Image-grounded pointing data:
-=-=-=-=-
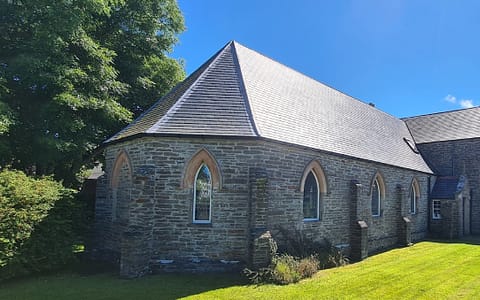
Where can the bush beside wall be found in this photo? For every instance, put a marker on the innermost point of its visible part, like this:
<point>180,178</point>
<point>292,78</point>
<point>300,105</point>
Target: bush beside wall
<point>40,222</point>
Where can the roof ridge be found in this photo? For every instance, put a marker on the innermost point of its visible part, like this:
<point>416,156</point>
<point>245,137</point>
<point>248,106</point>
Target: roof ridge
<point>243,89</point>
<point>182,98</point>
<point>441,112</point>
<point>316,80</point>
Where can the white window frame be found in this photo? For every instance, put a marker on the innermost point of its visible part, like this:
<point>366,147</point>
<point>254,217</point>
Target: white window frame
<point>379,199</point>
<point>317,218</point>
<point>195,197</point>
<point>413,193</point>
<point>436,211</point>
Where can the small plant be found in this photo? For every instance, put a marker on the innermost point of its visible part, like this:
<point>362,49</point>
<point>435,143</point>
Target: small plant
-=-=-=-=-
— The problem —
Return all the records exactly, excluding images.

— Answer box —
Where can the bush beside wall be found in this photo? For every instance, put a marker on the innermost point of its visible part, like this:
<point>180,178</point>
<point>292,78</point>
<point>300,105</point>
Target: bush beside wall
<point>40,222</point>
Where can the roof ridge be found in this photo? For every instance, put a marker on the innermost point of its visible part, like this:
<point>416,156</point>
<point>245,137</point>
<point>248,106</point>
Target: roof ridge
<point>243,89</point>
<point>182,98</point>
<point>441,112</point>
<point>316,80</point>
Where can the white window frame be found in this photo? For every instance, put a marker on the innermost point of its visible part, like this:
<point>366,147</point>
<point>254,217</point>
Target: white window frame
<point>379,199</point>
<point>317,218</point>
<point>195,197</point>
<point>413,193</point>
<point>436,211</point>
Where can the small plant be found in this photo? For every instance, put a marker on the innermost point of its visible part, like this:
<point>362,49</point>
<point>435,143</point>
Target: small plant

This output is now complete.